• Instructions for the task:
Copy every line of the listing below verbatim, with no changes to wording, punctuation, or coordinates.

(Records held in a dataset)
* Begin *

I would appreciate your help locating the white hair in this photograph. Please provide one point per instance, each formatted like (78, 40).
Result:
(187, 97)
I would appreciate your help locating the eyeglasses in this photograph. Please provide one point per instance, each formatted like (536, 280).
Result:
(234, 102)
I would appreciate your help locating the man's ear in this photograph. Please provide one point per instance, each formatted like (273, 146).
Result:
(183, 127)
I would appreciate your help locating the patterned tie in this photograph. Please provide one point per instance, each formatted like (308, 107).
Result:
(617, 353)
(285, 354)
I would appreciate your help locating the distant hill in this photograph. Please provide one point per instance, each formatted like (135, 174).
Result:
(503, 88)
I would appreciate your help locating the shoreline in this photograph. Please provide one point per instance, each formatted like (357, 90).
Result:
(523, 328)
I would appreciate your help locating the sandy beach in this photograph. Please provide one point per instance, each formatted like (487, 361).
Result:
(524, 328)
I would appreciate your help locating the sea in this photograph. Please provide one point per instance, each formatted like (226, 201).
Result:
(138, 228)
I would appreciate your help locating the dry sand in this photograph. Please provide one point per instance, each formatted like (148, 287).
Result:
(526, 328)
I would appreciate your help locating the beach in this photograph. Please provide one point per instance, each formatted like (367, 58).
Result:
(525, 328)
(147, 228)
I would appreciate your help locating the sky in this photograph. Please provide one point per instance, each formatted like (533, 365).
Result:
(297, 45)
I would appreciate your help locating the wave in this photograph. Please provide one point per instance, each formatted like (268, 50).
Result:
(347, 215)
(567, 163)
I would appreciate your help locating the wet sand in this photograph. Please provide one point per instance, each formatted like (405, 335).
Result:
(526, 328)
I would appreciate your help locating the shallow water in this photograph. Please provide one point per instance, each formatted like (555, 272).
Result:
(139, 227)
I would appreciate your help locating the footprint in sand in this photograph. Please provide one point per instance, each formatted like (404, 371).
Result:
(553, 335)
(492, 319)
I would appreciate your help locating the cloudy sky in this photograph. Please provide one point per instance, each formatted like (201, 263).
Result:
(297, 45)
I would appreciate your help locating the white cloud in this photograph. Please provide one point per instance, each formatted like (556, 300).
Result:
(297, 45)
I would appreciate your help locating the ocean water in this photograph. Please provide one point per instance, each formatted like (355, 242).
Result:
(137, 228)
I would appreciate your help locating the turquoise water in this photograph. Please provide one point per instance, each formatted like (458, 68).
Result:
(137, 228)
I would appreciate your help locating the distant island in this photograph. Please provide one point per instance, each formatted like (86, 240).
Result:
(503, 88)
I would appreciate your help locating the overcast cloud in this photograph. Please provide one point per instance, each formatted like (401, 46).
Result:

* End *

• Task answer:
I would appreciate your help locating the white hair in this photograph. Please provide one point per instance, each formatted like (78, 40).
Result:
(187, 97)
I would appreciate your help locating the eyeglasses in this photograph. Please provide one point per instance, each formatted like (536, 280).
Result:
(234, 102)
I would appreciate your help locating the man's ear in this photograph. Please provide one point per instance, each formatted like (273, 146).
Result:
(183, 127)
I would appreciate your help locating the patterned tie in this photograph. Please provide one point per instance, each formatted like (308, 107).
Result:
(617, 353)
(285, 354)
I would appreciate your help locating the distant hill in this photograph. Please provide one point per instance, each formatted like (135, 174).
Result:
(503, 88)
I would appreciate your help locating the shoreline in this photograph. Please provide one point per instance, each formatted like (357, 90).
Result:
(523, 328)
I would appreciate your help locating the sandy beach in this photograph. Please provide one point per instance, each formatted like (487, 361).
Result:
(524, 328)
I would appreciate your help locating the sea in this photograph. Please provide one point per instance, each formatted like (226, 201).
Result:
(138, 228)
I would appreciate your help locating the dry sand in this photograph. Please provide one point per instance, each formatted like (148, 287).
Result:
(526, 328)
I would appreciate your help locating the beach in this photograph. Please provide one point per instance, each formatted like (367, 58).
Result:
(525, 328)
(147, 228)
I would appreciate your help locating the sky in this photograph. Please provide one point per instance, each formatted like (533, 365).
Result:
(297, 45)
I would appreciate your help locating the wave in this photograph. Please provide one point per instance, each formatted like (268, 50).
Result:
(347, 215)
(567, 163)
I would appreciate your help locating the wet sand in this photograph. Please provide one point per instance, each formatted like (405, 335).
Result:
(526, 328)
I would appreciate your help locating the shallow water in this photograph. Please provide one point per instance, each formatted like (555, 272).
Result:
(139, 227)
I would appreciate your help locating the footprint in sand in this photograph. Please provide one point per instance, each formatted like (404, 371).
Result:
(553, 335)
(492, 319)
I would appreciate your help locating the cloudy sky in this photograph. Please provide one point per instance, each formatted like (201, 263).
Result:
(297, 45)
I would appreciate your help locating the white cloud in this photograph. Please provide one point per instance, each formatted like (556, 300).
Result:
(297, 45)
I would appreciate your help locating the ocean water in this photograph. Please provide one point per instance, each formatted like (355, 242).
Result:
(137, 228)
I would appreciate your help locating the turquoise water in this photograph. Please provide one point per instance, each formatted like (458, 68).
Result:
(137, 228)
I would appreciate your help locating the distant island in this photograph. Please provide one point per instance, each formatted like (86, 240).
Result:
(503, 88)
I would appreciate your help locating the overcast cloud in this photograph. Please provide one point per instance, each formatted like (401, 46).
Result:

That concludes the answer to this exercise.